| SHORT PROBLEM |
Rewrite all of the data below as a numbered list with one line per item, leaving out any blank lines.

| SUPPLIED RECORDS |
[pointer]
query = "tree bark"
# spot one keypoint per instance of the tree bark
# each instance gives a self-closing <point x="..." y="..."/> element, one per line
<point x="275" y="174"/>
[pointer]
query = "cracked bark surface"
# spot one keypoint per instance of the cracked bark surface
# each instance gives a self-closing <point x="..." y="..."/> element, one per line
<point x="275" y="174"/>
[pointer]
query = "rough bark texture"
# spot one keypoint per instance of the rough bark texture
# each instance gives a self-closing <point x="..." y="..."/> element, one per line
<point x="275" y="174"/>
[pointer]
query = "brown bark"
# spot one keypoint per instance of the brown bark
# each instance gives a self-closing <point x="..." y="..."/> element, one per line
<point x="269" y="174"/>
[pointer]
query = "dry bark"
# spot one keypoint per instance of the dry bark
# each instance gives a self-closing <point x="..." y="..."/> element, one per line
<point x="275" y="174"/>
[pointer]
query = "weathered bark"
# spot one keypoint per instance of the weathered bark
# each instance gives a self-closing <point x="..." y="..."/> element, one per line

| WRITTEN SOLUTION |
1. [pointer]
2. query = "tree bark"
3. # spot one keypoint per instance of the tree bark
4. # each instance gives a self-closing <point x="..." y="..."/> element, one per line
5. <point x="275" y="174"/>
6. [pointer]
7. query = "cracked bark surface"
8. # spot one keypoint per instance of the cracked bark surface
9. # each instance gives a self-closing <point x="..." y="..."/> element, one per line
10. <point x="275" y="174"/>
11. [pointer]
12. query = "rough bark texture"
13. # spot one keypoint per instance of the rough bark texture
14. # each instance gives a self-closing <point x="..." y="..."/> element, one per line
15. <point x="275" y="174"/>
16. [pointer]
17. query = "brown bark"
18. # spot one keypoint per instance of the brown bark
19. # each instance gives a self-closing <point x="..." y="..."/> element, one per line
20. <point x="269" y="174"/>
21. [pointer]
22. query = "dry bark"
23. # spot one keypoint per instance of the dry bark
24. # each instance gives a self-closing <point x="..." y="..."/> element, one per line
25. <point x="275" y="174"/>
26. [pointer]
27. query = "weathered bark"
28. # spot one keypoint per instance of the weathered bark
29. # each instance gives a self-closing <point x="..." y="..."/> element, one per line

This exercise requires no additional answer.